== GIVEN INSTRUCTION ==
With the pictures left out, return exactly the lines from the one containing "point like (180,17)." through the end of the listing below.

== MATERIAL PROVIDED ==
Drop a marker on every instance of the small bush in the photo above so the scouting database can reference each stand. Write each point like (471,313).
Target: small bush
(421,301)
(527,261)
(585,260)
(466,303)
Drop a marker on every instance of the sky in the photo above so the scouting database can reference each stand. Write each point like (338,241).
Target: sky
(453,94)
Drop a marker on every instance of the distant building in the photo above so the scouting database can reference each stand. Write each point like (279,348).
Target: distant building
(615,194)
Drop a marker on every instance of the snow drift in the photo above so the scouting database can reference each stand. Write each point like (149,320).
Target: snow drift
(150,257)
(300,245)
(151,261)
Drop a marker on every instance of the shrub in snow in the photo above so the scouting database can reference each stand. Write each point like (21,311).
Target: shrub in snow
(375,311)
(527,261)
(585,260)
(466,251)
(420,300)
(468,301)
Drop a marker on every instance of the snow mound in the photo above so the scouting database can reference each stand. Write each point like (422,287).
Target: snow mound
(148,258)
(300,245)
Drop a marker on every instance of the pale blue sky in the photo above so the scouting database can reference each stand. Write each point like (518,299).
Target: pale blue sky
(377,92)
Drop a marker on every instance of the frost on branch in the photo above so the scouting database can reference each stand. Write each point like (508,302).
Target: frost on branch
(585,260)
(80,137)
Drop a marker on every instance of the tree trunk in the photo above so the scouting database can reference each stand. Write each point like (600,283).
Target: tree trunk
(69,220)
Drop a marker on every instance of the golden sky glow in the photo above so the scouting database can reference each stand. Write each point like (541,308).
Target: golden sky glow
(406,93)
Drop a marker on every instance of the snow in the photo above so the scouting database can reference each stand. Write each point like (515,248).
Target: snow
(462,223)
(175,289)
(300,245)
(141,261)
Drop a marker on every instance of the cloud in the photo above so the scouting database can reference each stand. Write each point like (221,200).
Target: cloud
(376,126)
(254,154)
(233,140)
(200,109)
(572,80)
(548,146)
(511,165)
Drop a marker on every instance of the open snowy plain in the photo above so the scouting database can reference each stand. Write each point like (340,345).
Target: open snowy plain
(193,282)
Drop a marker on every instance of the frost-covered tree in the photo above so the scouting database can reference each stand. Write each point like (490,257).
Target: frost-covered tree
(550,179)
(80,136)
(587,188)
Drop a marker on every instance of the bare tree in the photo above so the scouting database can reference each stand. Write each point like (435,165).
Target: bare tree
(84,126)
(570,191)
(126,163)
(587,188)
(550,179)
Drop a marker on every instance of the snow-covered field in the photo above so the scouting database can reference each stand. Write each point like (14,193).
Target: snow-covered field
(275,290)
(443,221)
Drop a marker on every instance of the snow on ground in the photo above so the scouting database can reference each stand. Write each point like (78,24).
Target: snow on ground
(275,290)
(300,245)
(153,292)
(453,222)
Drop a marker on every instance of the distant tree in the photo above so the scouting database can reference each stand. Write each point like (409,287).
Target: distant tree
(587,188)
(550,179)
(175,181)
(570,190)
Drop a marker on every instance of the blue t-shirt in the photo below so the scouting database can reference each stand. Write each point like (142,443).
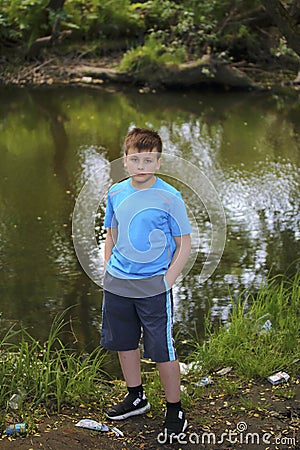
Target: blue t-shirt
(147,221)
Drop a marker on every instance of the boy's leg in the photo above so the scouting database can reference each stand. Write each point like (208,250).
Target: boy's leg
(130,365)
(135,402)
(175,421)
(169,373)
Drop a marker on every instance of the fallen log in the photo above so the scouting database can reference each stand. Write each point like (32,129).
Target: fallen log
(203,72)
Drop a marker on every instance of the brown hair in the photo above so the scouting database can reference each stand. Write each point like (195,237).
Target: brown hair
(143,139)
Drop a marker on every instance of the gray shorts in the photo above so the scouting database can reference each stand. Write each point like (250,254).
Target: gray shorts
(125,320)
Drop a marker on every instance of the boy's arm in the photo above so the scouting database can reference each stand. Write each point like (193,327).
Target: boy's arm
(110,241)
(179,260)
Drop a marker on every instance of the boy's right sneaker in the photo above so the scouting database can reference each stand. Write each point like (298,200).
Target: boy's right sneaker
(130,406)
(175,422)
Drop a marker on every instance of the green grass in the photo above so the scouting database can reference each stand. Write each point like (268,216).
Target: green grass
(50,375)
(244,345)
(47,375)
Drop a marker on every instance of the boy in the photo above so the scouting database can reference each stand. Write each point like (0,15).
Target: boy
(147,245)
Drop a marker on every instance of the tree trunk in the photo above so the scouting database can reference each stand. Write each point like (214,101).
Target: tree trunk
(40,43)
(285,22)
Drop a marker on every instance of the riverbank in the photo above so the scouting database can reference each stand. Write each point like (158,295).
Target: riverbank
(79,69)
(226,390)
(231,413)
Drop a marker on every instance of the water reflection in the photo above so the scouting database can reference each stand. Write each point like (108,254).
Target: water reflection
(51,143)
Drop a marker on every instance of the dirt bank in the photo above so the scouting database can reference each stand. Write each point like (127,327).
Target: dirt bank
(253,416)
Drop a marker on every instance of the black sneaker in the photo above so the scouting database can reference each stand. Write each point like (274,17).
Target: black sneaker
(175,422)
(130,406)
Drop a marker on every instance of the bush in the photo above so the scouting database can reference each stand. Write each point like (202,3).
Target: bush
(152,57)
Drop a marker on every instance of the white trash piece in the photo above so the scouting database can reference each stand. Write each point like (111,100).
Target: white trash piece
(278,378)
(92,425)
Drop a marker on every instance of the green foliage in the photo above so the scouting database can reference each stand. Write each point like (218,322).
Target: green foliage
(49,373)
(28,19)
(152,56)
(245,345)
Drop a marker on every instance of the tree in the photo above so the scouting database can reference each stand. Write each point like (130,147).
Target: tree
(285,21)
(53,9)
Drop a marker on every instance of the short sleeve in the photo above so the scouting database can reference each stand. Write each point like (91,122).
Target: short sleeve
(109,219)
(178,218)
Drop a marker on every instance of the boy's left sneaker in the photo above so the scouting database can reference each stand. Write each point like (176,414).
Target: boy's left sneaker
(175,422)
(130,406)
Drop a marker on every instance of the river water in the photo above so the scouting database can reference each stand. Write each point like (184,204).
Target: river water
(53,141)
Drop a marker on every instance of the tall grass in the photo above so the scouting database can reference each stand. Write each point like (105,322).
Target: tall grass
(244,344)
(48,373)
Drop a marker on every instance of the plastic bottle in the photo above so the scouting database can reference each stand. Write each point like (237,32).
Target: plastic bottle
(16,428)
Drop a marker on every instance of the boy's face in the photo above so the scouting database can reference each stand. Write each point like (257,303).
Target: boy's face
(141,167)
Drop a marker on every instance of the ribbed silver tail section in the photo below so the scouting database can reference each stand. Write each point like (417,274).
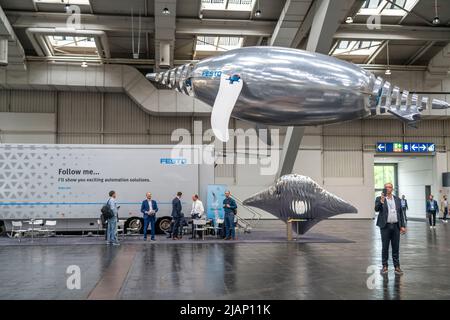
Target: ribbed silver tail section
(402,104)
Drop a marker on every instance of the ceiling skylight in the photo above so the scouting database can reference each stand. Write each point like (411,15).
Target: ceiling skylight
(234,5)
(65,2)
(69,45)
(355,48)
(386,8)
(214,43)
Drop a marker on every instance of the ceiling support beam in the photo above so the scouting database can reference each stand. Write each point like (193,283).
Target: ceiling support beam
(120,23)
(291,19)
(380,48)
(327,17)
(357,31)
(164,33)
(416,56)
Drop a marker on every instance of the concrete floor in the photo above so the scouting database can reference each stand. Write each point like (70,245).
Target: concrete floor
(345,267)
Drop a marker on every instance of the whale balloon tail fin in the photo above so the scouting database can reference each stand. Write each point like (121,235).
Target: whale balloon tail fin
(405,106)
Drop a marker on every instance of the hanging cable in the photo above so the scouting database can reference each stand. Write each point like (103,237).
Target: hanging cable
(132,32)
(139,34)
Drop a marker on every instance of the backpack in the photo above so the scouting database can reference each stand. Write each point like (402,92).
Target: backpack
(107,211)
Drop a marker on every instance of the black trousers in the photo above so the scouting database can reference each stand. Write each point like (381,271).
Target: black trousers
(404,213)
(390,235)
(432,218)
(176,227)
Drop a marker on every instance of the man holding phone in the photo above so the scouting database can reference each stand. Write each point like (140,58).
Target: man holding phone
(149,208)
(392,223)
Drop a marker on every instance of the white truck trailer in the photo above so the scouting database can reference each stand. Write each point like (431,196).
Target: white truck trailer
(70,183)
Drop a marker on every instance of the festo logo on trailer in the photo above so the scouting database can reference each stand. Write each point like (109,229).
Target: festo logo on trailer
(173,161)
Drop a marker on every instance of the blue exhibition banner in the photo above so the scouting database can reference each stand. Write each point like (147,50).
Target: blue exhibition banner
(405,147)
(216,195)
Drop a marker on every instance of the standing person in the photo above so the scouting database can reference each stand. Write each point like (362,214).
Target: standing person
(196,212)
(149,208)
(392,224)
(444,206)
(404,204)
(176,216)
(229,206)
(112,222)
(432,208)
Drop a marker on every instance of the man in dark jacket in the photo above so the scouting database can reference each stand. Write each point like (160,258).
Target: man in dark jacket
(176,216)
(404,204)
(432,208)
(229,207)
(392,223)
(149,208)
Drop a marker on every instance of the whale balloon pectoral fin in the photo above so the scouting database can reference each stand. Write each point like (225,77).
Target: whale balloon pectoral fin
(229,90)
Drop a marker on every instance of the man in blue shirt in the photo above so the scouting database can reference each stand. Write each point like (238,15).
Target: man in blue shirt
(112,222)
(432,208)
(229,206)
(149,208)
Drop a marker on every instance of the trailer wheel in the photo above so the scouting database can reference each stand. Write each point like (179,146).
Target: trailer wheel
(163,225)
(134,225)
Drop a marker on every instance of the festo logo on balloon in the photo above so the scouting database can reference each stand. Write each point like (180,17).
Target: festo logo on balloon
(173,161)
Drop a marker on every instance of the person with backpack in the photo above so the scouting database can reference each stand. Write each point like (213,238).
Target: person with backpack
(444,208)
(149,208)
(112,217)
(229,206)
(432,208)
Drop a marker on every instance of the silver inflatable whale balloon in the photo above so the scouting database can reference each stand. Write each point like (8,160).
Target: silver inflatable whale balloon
(295,196)
(288,87)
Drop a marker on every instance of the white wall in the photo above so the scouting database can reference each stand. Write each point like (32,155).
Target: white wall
(27,127)
(413,175)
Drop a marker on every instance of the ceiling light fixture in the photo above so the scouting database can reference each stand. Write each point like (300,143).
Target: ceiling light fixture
(258,11)
(436,20)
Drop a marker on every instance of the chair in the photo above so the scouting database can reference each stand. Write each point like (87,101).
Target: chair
(36,226)
(121,228)
(17,229)
(216,226)
(100,226)
(49,228)
(200,225)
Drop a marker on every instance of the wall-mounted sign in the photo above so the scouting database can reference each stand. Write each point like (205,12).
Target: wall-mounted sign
(407,147)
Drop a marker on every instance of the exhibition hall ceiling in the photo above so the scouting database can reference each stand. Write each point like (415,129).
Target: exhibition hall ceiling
(200,28)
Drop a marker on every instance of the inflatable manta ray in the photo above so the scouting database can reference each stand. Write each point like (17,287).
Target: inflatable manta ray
(289,87)
(299,197)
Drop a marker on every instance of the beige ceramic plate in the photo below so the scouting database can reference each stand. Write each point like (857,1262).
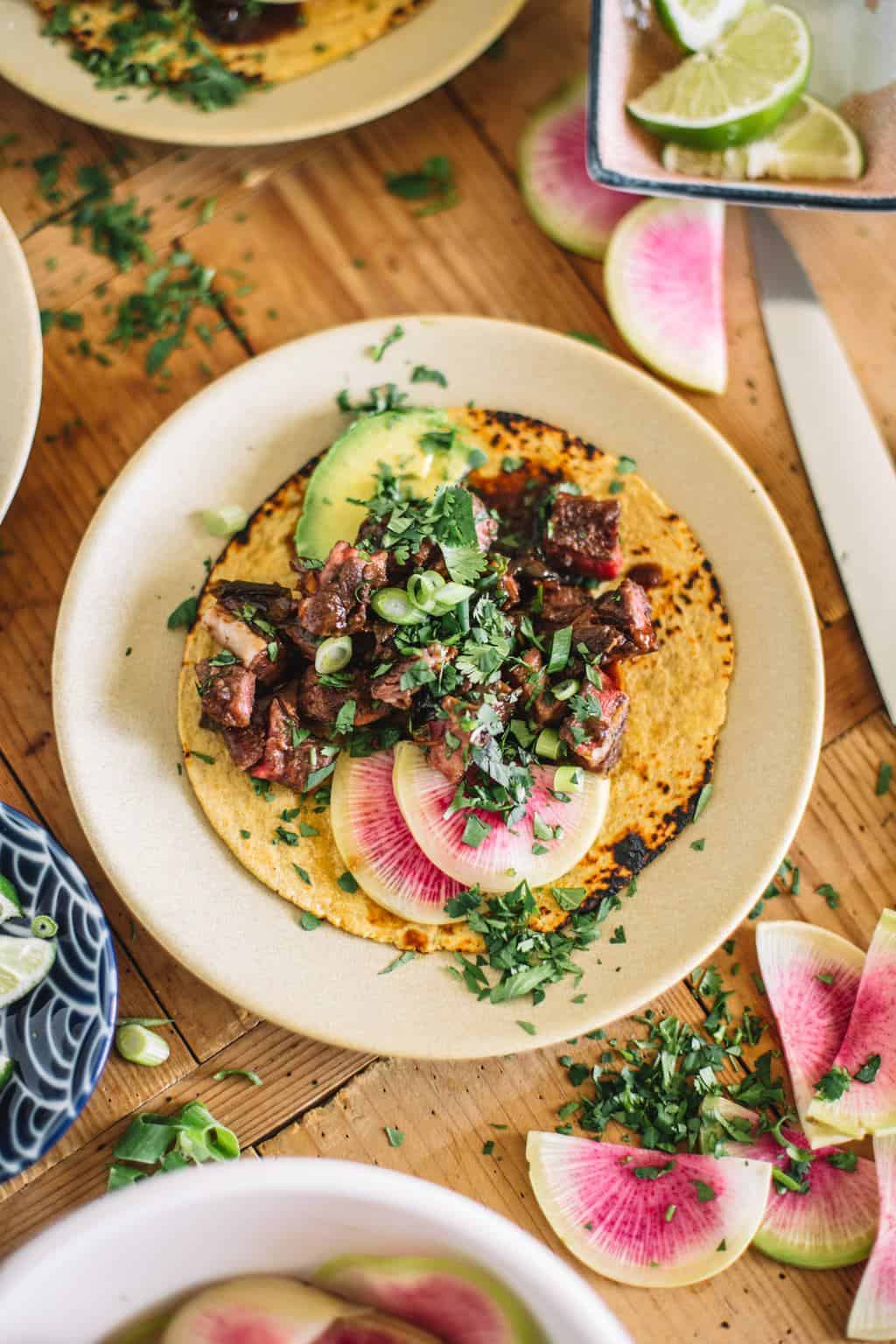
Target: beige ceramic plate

== EXERCISE OUTPUT ==
Drop a marker on every instance of the festo logo on balloon in the photo above so the scouting database can reference each stand. Write each point like (180,17).
Target: festo logo on balloon
(173,161)
Drop a marker on every instance of the person with backpack in the photo above so the scouting database can reference each stand. Write each point like (213,238).
Target: person with backpack
(444,208)
(149,208)
(112,217)
(229,206)
(432,208)
Drop a marker on every instance of the silver inflatable whale balloon in the photo above so the scouting database can reference each stand. Write each point like (8,160).
Target: silver inflatable whale balloon
(295,196)
(288,87)
Drop a marker on every instance of the white wall in the photo above so the scouting database can reference each stand. Write each point like (32,155).
Target: white wall
(27,127)
(413,175)
Drop a marker on every instance of the ceiling light fixture in the photo above so the scouting database can reference each stand. Write each point like (300,143).
Target: ceiling light fixture
(258,11)
(436,20)
Drop a marker on every instance of the chair in the photo above so the scouting database can reference each stand. Write each point like (87,101).
Target: chair
(36,226)
(121,228)
(17,229)
(216,226)
(100,226)
(49,228)
(200,225)
Drop a marker on every instance of the wall-mounted sign in the photo above so the scouting database can reference each stand. Write each point like (205,12).
Target: wall-mounted sign
(407,147)
Drop a marker on every instance of the exhibition hall ceiling in the photo above so the scouting database can reference each stand. Write each point like (415,129).
Target: exhibition hall ceiling
(200,28)
Drop a marker on every instance of the inflatable manta ray in the photo above so the scouting database can reference each stand. Write each point like (17,287).
Target: inflatable manta ray
(289,87)
(299,197)
Drop a marker on every instance of the beige ceramic plate in the photo below so the scouting database can reference each stand. Write each point like (857,1262).
Target: beige ceramic plate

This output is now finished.